- **WORK TO DO**:
(a) In the passage on Russian content takedowns, how many videos did the company take down from YouTube in Russia?
(b) Reproduce word for word the portion of the passage on Russian content takedowns that starts at the words "TikTok said Russian" and ends after the words "deleted more posts.".

- **TEXT SEGMENT**:
Worldwide, Google data shows takedown requests from governments
have skyrocketed in recent years, doubling in 2020. In Russia, the
company took down 329,000 videos from YouTube, a 10% jump from the
previous quarter.
TikTok said Russian regulators had increased content removal
requests since January and that social media companies in general
had, in turn, deleted more posts.
For years, Mr. Navalny's choice of YouTube to publish his
exposés of alleged corruption among high-ranking government
officials raised the ire of Russian authorities. The confrontation
between the Kremlin and the tech companies, however, came to a head
earlier this year when younger Russians turned their Instagram,
Twitter and TikTok accounts into platforms to express their anger
over the jailing of Mr. Navalny. Russia's most effective and
best-known dissident in recent years barely survived what Western
officials say was a poisoning attempt last August and, after
recuperating in Berlin, he was arrested on his return to Moscow in
January. Russian doctors blamed Mr. Navalny's illness on a
metabolic imbalance, akin to a low blood sugar attack.

- **DATA EXCERPTS**:

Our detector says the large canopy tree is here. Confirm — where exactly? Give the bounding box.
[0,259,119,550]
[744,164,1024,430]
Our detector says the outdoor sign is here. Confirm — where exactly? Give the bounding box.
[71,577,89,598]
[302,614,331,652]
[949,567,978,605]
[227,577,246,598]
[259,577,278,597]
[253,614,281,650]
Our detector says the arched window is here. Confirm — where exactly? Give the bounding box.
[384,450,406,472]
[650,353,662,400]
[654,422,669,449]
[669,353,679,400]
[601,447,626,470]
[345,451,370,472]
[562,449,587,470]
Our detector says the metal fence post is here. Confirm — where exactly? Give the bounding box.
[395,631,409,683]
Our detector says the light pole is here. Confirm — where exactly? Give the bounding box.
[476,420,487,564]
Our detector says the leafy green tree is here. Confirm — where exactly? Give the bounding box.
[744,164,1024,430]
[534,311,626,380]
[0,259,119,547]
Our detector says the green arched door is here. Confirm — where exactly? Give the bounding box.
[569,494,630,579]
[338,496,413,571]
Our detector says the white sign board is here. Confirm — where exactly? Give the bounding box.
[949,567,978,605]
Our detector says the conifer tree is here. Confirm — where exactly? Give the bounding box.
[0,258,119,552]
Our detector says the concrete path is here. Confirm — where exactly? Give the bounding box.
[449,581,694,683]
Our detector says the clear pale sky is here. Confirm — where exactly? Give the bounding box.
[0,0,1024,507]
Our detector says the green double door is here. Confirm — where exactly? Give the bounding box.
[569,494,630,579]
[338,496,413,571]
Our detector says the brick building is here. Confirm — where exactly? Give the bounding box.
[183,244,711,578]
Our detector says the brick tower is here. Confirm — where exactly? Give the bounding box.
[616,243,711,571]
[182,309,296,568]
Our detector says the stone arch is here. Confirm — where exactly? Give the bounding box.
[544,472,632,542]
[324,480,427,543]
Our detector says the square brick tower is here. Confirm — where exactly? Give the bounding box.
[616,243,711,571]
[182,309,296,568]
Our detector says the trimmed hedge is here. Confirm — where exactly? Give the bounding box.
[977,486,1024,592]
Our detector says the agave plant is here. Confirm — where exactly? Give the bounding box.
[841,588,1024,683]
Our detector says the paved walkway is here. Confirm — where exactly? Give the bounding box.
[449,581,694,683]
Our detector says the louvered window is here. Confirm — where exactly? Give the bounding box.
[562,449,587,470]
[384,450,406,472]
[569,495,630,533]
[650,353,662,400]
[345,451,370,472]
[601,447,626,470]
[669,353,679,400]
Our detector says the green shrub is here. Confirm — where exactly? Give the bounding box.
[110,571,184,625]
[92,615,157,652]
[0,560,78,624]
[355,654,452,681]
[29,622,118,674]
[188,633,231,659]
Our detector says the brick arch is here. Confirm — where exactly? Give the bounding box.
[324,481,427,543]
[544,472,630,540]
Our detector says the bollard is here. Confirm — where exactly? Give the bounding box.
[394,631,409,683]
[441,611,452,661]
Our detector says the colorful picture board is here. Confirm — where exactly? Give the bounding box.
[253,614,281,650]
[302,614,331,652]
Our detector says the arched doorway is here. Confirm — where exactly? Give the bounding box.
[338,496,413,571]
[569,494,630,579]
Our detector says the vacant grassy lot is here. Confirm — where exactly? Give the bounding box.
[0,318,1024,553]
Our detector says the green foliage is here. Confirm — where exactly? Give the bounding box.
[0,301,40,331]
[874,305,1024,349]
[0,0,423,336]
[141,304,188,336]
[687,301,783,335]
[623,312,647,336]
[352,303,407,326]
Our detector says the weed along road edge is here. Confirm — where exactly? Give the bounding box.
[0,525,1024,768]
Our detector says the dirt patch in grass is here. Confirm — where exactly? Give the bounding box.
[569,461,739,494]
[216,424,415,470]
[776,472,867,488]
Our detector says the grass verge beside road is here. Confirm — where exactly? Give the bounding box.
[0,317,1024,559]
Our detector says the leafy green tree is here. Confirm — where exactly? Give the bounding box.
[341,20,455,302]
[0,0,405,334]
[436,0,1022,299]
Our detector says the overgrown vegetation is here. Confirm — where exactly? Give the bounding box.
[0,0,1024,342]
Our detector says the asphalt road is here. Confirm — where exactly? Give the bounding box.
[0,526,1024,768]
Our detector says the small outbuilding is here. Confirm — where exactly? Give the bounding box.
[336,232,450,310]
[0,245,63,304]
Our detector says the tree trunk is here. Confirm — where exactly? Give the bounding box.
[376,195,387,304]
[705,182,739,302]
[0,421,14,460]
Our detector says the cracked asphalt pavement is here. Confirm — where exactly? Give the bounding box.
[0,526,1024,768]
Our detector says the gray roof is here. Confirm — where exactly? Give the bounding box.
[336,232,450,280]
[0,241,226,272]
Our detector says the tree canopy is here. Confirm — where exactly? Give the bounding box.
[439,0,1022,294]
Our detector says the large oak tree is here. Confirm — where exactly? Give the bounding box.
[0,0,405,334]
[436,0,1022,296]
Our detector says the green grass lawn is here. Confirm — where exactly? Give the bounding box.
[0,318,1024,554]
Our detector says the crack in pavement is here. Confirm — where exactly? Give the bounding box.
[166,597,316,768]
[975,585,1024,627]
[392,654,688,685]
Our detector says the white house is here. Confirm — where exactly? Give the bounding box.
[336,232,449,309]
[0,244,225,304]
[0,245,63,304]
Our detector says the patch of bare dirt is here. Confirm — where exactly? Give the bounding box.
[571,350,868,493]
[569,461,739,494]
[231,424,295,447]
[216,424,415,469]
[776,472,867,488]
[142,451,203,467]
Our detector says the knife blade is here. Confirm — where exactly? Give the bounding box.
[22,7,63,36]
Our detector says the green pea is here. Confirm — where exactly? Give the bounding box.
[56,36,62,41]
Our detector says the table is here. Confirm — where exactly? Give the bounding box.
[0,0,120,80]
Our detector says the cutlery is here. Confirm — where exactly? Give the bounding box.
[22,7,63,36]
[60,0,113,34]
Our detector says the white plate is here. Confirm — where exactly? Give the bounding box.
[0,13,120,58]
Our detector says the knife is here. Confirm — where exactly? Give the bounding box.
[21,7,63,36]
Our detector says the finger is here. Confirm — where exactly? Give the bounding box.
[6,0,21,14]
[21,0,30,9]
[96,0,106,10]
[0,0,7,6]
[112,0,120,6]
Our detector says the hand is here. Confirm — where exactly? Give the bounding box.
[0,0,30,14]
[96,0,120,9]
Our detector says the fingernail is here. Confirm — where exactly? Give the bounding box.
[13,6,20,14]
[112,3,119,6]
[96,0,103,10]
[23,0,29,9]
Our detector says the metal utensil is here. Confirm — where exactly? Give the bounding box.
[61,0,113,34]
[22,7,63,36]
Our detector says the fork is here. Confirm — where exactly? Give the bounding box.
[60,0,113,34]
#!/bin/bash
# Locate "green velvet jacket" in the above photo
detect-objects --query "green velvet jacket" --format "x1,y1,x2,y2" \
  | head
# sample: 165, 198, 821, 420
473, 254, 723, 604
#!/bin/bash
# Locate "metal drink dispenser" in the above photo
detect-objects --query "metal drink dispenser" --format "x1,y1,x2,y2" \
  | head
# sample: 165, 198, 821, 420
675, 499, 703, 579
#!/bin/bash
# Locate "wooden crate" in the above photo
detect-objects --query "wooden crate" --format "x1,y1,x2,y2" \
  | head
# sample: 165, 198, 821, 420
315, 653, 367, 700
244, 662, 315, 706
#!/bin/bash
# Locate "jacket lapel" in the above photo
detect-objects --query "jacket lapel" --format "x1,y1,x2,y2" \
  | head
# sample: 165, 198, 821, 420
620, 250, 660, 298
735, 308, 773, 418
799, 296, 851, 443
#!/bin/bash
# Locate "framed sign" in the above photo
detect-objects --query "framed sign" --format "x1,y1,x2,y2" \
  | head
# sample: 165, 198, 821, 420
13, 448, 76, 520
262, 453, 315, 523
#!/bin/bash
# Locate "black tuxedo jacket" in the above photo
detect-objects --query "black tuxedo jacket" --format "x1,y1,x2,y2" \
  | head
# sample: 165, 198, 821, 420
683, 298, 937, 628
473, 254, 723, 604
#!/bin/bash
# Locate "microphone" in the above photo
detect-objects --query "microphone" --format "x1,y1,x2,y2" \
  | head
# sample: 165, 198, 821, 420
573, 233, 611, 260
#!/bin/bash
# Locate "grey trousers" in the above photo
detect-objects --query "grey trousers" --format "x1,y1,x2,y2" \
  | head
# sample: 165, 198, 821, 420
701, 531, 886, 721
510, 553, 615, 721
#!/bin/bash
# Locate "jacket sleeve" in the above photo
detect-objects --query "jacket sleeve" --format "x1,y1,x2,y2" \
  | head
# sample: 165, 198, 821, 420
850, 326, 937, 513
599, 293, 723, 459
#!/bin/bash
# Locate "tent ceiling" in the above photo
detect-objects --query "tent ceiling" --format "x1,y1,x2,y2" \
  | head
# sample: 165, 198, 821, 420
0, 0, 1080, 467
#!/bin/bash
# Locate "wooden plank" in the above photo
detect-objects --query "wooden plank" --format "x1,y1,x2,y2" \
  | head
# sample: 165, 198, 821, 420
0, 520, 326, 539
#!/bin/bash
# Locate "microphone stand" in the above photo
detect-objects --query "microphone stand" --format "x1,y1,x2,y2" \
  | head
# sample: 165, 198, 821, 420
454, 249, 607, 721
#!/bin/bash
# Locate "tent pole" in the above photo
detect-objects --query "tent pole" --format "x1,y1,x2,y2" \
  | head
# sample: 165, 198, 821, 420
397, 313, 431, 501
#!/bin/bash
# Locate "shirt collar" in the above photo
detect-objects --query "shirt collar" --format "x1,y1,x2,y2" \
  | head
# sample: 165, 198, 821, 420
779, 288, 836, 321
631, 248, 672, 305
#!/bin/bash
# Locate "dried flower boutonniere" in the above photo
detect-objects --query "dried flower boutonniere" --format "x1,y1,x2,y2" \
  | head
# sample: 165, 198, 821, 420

- **SOLUTION SET**:
(a) 329,000 videos

(b)
TikTok said Russian regulators had increased content removal
requests since January and that social media companies in general
had, in turn, deleted more posts.